■ Required task
Edit the data below by replacing every "Give the mask of" with "Return the mask of", and keep everything else the same.

◆ ◆ ◆ ◆ ◆

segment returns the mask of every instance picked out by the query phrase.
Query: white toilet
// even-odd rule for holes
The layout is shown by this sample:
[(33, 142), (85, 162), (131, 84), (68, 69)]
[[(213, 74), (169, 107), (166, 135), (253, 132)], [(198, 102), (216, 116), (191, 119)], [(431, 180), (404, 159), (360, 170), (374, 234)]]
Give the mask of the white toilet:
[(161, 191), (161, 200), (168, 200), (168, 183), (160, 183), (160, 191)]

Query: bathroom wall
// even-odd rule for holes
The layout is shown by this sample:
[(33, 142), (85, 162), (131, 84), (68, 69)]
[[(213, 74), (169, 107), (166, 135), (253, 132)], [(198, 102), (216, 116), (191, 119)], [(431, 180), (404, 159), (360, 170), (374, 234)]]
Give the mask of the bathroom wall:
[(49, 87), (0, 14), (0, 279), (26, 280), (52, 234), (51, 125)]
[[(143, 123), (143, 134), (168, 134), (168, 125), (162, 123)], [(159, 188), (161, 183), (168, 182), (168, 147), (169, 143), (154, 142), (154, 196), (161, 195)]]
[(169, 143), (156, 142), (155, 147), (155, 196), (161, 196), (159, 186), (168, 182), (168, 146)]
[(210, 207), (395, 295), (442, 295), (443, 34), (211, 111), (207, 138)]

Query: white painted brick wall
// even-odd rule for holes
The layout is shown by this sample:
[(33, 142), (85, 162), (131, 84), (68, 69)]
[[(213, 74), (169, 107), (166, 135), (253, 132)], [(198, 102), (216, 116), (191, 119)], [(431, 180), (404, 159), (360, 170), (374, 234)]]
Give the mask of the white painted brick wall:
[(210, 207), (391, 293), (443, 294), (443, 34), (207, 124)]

◆ ◆ ◆ ◆ ◆

■ Final answer
segment returns the mask of every instance picked out by the query phrase.
Query: white toilet
// even-odd rule for holes
The layout is shown by this sample:
[(33, 142), (85, 162), (131, 84), (68, 69)]
[[(213, 74), (169, 107), (166, 135), (253, 132)], [(198, 102), (216, 116), (191, 119)], [(431, 180), (404, 159), (360, 170), (374, 234)]]
Return the mask of the white toilet:
[(161, 191), (161, 200), (168, 200), (168, 183), (160, 183), (160, 191)]

Query: bathroom wall
// even-odd rule for holes
The layout is shown by this sample:
[(33, 142), (85, 162), (131, 84), (68, 69)]
[[(213, 74), (169, 107), (166, 135), (253, 132)], [(198, 102), (216, 116), (191, 119)], [(431, 180), (404, 159), (360, 170), (374, 234)]]
Return the mask of the bathroom wall:
[(49, 87), (0, 14), (0, 279), (26, 280), (52, 234), (51, 125)]
[[(143, 123), (143, 134), (168, 134), (168, 125), (162, 123)], [(159, 188), (161, 183), (168, 182), (168, 147), (169, 143), (154, 142), (154, 196), (161, 195)]]
[(169, 143), (156, 142), (155, 147), (155, 196), (161, 196), (159, 186), (168, 182), (168, 146)]
[(210, 207), (395, 295), (442, 295), (443, 34), (211, 111), (207, 138)]

Query: white painted brick wall
// even-odd rule for holes
The layout is shown by this sample:
[(33, 142), (85, 162), (131, 84), (68, 69)]
[[(213, 74), (169, 107), (166, 135), (253, 132)], [(198, 102), (216, 116), (191, 119)], [(431, 180), (404, 159), (360, 170), (374, 234)]]
Return the mask of the white painted brick wall:
[(210, 207), (391, 293), (443, 294), (443, 34), (207, 124)]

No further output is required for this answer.